* **AUFGABEN ZUR ÜBUNG**
1 > Fassen Sie den Text über Chatbots in zwei Sätzen zusammen.
2 > Übersetzen Sie bitte diesen Satz aus dem Text über Chatbots ins Englische: „Das Ziel: Möglichst bald sollen intelligente Programme jeglicher Couleur im Messenger zu finden sein.“
3 > Setzen Sie den Text über Chatbots nach seinem letzten Satz fort.

Am Dienstag hat Facebook auf der Entwicklerkonferenz F8 seine neue Plattform für Chatbots im Messenger vorgestellt (alle Neuankündigungen findet ihr hier). Unter anderem will das Unternehmen Benutzeroberflächen anbieten, mit denen Entwickler solche Bots selbst programmieren können. Das Ziel: Möglichst bald sollen intelligente Programme jeglicher Couleur im Messenger zu finden sein. Denn geht es nach den großen Internet-Unternehmen, übernehmen bald Bots unseren Smartphone-Alltag.

Auch Microsoft hat im März ähnliche Pläne für Skype angekündigt. Bekannte Messenger wie Telegram, WeChat und Slack arbeiten längst an ihren eigenen Stores für Chatbots. Beta-Tester können die kleinen Dienstleister bereits testen. Kurzum: Da läuft gerade ein riesiger Hype um eine neue Software – und dahinter steckt vor allem bei Facebook eine lang geplante Strategie.

Was sind Chatbots?
Viele von uns haben schon Erfahrung mit einem Chatbot gesammelt – Siri. Wir stellen eine Frage und der iPhone-Assistent... nun ja, versucht sich zumindest an einer Antwort. Die neue Bot-Generation soll besser funktionieren, wir kommunizieren im Messenger in Textform direkt mit ihr. Die Programme können selbst Nachrichten schreiben, lesen und automatisch bestimmte Aufgaben erledigen: die News für uns checken, Meetings organisieren und mit uns absprechen, Essen bestellen und uns bei der Auswahl des Gerichts beraten. Ganz als würden wir mit einem anderen Menschen chatten – das ist auch der Hintergedanke.

* **VORLIEGENDE ZEILEN**
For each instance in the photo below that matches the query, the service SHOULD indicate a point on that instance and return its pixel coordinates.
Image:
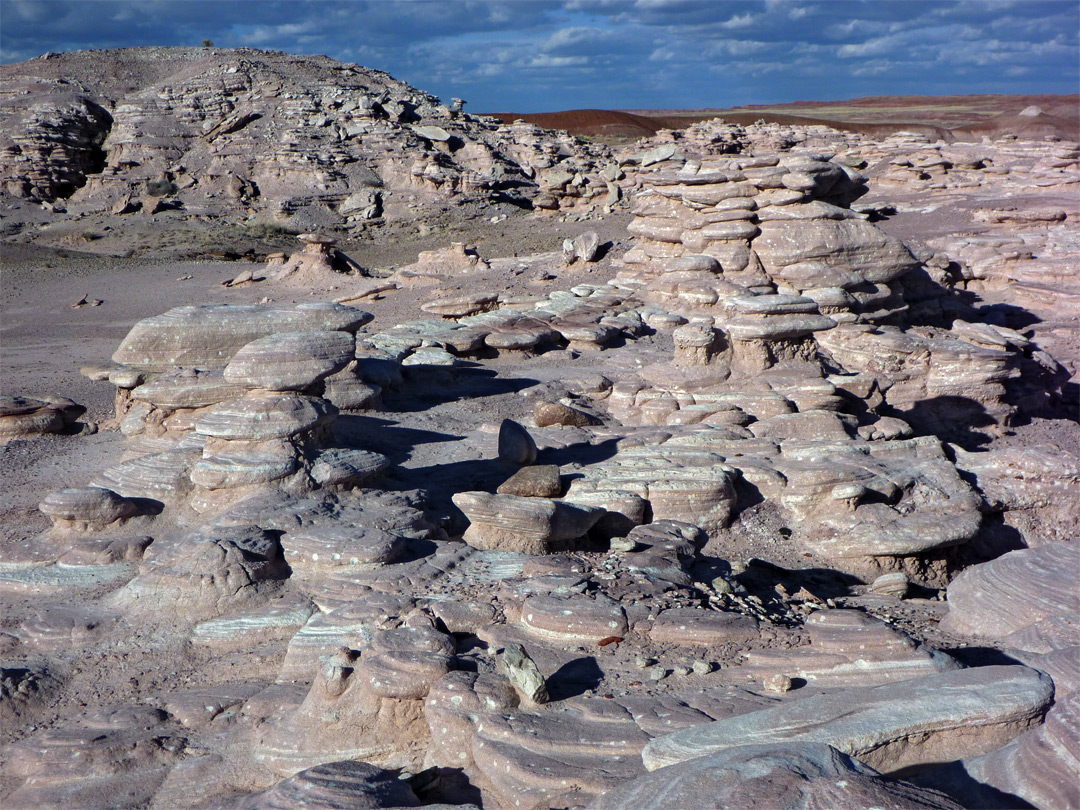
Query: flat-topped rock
(536, 481)
(1008, 595)
(348, 467)
(574, 618)
(189, 388)
(82, 509)
(291, 361)
(326, 548)
(25, 417)
(1040, 768)
(266, 417)
(207, 336)
(529, 525)
(850, 648)
(694, 628)
(889, 727)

* **LÖSUNGEN**
1 > Facebook hat am Dienstag auf der Entwicklerkonferenz F8 eine neue Plattform für Chatbots im Messenger vorgestellt, mit der Entwickler eigene Bots programmieren können sollen, und auch Microsoft hat für Skype Ähnliches angekündigt, während Telegram, WeChat und Slack an eigenen Stores für Chatbots arbeiten. Die neue Bot-Generation soll im Messenger per Text mit uns kommunizieren und automatisch Aufgaben erledigen, etwa News checken, Meetings organisieren oder Essen bestellen.

2 > The goal: intelligent programs of every kind are to be found in Messenger as soon as possible.

3 >
Die Bots benutzen Algorithmen und Künstliche Intelligenz, können also nicht nur auf einen User reagieren, sondern auch initiativ in seinem Sinne handeln. Bei Twitter gibt es sie schon länger, jetzt sollen sie gezielt im Service-Bereich zum Einsatz kommen. Der Bot @HotOrBot im Beta-Store von Telegram etwa schickt einem regelmäßig neue passende Dates zu, ähnlich wie Tinder. Der @ImageBot hingegen schickt einem passende Bilder, wenn man ihn mit Schlüsselwörtern anschreibt.

Ganz nett, aber warum der Hype?
Viele in der Tech-Branche sehen hinter Facebooks Ankündigung, im großen Stil Bots für seinen Messenger zu entwickeln, den Beginn einer ganz neuen Software-Industrie. Der Economist schätzt den Markt schon als Multi-Milliarden-Dollar Geschäft ein. Wo Facebook hingeht, da gehen auch die anderen Unternehmen hin. Immerhin bringt der Konzern 900 Millionen Messenger-User mit.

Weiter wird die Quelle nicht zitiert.